HOW TO COMPLETE THIS TASK: When a line of the entries contains "glass", please list that line.

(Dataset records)
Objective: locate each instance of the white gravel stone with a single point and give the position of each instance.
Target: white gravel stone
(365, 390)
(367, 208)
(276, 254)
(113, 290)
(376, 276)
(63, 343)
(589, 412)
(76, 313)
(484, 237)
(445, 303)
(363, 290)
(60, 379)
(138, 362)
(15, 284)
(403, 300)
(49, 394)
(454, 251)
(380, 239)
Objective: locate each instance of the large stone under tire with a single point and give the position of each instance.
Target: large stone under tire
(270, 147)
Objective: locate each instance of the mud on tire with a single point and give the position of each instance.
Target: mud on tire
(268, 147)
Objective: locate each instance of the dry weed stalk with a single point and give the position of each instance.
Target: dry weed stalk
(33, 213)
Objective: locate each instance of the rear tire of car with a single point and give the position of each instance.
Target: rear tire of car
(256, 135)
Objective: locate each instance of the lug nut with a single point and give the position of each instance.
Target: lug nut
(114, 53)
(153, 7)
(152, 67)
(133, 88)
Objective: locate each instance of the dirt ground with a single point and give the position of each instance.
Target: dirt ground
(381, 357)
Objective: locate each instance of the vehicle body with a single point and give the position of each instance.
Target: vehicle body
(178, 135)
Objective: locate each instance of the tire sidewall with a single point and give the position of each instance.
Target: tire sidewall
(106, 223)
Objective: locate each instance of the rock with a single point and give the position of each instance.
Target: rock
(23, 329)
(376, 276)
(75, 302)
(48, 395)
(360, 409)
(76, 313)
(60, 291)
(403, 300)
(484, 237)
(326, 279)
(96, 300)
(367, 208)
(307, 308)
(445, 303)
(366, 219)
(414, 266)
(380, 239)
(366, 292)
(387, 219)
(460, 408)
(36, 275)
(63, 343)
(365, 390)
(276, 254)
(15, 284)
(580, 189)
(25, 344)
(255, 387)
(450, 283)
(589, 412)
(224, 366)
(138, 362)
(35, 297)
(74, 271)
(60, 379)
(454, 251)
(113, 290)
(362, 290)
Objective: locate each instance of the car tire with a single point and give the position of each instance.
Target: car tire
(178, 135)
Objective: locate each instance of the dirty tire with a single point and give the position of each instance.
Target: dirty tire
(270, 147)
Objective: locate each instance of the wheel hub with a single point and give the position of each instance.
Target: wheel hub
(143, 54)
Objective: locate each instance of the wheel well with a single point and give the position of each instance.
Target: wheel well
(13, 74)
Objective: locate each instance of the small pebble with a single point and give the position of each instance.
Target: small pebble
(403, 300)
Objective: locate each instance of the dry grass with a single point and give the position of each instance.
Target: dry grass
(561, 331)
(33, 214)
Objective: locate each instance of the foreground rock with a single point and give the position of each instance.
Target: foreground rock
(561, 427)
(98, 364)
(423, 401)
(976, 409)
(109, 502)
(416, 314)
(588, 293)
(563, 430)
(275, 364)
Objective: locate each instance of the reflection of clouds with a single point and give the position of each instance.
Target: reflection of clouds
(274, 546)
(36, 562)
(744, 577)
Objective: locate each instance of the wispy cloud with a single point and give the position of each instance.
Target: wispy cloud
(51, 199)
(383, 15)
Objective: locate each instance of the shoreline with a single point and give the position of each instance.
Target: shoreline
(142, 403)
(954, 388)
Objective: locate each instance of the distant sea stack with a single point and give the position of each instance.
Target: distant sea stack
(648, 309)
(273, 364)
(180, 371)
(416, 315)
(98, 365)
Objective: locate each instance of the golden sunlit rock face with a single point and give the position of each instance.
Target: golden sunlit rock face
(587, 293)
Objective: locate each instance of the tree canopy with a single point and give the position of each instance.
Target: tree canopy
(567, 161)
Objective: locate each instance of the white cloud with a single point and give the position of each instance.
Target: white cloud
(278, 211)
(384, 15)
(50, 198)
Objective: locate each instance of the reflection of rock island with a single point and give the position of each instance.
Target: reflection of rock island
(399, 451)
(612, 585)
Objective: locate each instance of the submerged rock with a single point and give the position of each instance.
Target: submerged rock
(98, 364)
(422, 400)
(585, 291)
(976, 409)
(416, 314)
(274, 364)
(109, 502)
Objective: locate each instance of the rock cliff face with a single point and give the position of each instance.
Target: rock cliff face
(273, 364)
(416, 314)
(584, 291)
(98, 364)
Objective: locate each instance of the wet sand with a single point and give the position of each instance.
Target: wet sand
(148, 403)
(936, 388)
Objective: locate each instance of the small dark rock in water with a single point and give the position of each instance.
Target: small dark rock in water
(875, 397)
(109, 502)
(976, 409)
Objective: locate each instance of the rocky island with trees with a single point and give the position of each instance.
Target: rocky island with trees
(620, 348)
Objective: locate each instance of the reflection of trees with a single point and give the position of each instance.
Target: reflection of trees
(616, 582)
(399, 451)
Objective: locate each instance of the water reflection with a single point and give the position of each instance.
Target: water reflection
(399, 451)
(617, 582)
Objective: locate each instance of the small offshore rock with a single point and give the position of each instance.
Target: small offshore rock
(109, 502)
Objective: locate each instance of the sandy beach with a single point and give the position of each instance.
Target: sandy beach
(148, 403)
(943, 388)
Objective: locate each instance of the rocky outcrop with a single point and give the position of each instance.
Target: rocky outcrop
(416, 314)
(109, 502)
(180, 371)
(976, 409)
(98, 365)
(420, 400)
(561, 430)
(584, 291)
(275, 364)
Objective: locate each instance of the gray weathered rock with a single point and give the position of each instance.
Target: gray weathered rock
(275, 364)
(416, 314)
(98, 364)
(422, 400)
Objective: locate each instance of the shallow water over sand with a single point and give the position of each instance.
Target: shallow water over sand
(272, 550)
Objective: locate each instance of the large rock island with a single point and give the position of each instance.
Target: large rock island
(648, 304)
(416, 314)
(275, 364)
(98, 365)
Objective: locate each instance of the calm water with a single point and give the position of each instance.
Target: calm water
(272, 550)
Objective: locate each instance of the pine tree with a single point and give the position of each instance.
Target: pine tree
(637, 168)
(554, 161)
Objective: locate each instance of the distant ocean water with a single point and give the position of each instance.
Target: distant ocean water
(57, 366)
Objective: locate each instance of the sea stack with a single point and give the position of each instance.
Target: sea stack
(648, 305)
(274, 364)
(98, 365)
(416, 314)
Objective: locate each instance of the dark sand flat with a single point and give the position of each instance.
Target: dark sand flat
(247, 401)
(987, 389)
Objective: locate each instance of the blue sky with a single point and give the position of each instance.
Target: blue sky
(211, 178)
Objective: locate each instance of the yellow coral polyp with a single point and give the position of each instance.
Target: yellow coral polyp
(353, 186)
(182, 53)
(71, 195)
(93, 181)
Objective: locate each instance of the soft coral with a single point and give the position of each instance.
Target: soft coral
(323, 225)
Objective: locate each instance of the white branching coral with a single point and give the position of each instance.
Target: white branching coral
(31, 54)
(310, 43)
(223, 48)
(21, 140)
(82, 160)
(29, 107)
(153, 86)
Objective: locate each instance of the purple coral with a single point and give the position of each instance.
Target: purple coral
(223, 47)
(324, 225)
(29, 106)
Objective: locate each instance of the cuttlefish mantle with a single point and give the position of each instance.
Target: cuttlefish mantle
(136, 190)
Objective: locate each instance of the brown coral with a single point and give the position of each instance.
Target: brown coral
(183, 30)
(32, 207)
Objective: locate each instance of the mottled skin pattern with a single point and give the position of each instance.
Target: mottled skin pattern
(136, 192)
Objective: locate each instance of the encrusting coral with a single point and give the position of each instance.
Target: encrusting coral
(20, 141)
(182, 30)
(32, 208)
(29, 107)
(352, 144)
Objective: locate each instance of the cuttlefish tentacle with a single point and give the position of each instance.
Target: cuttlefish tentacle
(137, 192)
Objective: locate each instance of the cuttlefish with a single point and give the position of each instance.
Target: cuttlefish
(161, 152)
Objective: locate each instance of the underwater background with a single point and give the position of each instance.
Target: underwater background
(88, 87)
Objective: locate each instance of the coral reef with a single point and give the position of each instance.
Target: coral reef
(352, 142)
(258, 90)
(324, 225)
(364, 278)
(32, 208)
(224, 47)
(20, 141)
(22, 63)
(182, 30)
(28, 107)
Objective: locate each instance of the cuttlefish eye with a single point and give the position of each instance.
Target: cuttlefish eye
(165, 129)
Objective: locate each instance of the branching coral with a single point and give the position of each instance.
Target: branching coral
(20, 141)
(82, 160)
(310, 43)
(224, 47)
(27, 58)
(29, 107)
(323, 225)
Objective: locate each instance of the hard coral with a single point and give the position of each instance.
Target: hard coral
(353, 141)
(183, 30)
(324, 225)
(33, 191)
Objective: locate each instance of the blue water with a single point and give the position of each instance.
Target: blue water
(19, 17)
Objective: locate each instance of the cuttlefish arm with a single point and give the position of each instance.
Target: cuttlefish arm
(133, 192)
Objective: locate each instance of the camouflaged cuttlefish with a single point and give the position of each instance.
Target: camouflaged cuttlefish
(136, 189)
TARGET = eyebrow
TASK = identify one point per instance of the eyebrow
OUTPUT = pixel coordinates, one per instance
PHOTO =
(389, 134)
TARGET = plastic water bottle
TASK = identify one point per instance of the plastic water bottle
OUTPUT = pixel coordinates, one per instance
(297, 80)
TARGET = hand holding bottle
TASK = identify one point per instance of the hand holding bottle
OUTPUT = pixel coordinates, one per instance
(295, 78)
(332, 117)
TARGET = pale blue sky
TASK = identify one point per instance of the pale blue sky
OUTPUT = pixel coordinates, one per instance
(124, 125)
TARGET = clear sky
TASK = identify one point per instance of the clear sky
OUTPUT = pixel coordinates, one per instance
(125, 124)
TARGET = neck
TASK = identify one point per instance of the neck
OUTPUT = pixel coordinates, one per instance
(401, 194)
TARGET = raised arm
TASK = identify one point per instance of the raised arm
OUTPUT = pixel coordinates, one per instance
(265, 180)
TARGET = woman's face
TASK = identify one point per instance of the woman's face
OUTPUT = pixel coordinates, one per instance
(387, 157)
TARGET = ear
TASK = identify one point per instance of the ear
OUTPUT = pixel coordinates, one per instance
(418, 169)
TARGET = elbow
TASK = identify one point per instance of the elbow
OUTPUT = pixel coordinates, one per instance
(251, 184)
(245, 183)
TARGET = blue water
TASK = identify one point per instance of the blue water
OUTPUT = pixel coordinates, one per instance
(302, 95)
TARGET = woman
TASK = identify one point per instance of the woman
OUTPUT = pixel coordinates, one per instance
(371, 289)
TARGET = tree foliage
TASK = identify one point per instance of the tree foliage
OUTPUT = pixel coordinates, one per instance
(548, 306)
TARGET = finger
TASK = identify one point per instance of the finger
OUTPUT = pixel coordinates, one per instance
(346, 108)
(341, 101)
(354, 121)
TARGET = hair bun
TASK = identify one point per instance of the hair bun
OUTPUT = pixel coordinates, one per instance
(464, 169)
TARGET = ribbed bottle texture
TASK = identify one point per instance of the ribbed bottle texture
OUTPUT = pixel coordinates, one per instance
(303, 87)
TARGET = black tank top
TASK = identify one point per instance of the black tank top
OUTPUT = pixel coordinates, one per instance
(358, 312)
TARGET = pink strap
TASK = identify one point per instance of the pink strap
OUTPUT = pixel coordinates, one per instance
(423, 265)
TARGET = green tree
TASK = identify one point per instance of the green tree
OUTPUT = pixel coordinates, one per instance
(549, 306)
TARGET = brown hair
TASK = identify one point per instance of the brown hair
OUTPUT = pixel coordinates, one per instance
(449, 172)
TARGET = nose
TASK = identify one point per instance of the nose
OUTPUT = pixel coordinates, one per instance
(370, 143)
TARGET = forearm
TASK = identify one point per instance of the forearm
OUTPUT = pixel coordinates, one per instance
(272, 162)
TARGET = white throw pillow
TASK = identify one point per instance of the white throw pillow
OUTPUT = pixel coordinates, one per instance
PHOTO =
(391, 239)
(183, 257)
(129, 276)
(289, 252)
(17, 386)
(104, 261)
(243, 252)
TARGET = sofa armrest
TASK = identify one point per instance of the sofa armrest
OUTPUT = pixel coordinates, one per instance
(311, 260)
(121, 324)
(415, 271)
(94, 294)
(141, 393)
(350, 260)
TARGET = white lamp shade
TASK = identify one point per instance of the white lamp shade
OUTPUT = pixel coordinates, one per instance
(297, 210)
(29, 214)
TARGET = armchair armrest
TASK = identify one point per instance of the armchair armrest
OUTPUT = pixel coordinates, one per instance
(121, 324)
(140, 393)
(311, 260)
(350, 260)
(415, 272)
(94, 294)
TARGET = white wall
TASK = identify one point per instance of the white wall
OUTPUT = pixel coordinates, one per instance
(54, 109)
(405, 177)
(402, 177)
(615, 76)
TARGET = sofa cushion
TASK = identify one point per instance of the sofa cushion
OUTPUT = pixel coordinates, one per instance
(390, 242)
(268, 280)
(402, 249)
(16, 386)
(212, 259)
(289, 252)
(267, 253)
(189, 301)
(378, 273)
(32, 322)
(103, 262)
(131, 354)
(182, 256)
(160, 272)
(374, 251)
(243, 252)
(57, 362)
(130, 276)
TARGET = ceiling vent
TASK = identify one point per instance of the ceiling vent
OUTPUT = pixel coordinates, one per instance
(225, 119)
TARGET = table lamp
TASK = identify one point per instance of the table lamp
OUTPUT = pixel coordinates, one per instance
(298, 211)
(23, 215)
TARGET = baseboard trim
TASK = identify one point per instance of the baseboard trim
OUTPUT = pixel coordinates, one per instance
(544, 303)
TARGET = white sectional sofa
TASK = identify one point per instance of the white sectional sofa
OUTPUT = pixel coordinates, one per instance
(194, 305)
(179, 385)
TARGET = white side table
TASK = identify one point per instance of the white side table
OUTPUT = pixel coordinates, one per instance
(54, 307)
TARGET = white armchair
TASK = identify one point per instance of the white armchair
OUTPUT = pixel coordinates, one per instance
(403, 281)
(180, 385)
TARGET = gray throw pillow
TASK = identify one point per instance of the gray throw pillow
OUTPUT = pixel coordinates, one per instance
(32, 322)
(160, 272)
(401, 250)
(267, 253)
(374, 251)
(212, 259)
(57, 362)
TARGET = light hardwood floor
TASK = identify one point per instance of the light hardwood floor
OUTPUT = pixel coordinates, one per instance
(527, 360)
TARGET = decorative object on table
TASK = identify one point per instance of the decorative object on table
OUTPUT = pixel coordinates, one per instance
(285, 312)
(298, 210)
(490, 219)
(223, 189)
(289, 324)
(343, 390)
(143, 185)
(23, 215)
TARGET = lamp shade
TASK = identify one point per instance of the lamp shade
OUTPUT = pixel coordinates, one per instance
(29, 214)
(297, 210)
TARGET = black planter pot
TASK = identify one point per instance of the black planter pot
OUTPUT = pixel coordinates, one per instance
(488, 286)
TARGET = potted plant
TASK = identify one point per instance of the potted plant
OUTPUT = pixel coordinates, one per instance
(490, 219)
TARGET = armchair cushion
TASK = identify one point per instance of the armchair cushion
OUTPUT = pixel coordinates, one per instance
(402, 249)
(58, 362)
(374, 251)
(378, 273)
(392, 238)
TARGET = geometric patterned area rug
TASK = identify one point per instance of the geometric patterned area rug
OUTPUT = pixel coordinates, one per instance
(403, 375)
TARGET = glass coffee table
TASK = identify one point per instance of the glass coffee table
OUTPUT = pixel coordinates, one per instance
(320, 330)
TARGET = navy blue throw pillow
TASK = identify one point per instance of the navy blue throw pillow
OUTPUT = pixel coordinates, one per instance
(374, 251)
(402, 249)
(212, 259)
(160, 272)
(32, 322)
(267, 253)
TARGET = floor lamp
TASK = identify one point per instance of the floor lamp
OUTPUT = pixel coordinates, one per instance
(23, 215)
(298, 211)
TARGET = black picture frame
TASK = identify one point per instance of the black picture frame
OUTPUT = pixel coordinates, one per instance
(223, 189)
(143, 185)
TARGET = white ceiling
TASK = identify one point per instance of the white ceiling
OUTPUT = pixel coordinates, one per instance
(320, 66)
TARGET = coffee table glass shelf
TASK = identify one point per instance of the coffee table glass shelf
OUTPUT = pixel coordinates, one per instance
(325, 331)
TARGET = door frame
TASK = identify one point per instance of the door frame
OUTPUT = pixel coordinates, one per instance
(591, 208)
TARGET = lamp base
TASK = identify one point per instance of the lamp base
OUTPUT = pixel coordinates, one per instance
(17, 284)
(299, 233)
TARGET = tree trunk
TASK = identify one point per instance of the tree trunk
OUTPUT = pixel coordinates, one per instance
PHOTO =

SOLUTION:
TARGET = glass coffee table
TASK = identify one point per instance of the glass coffee table
TARGET = coffee table glass shelf
TASK = identify one point per instance of the coffee table glass shelf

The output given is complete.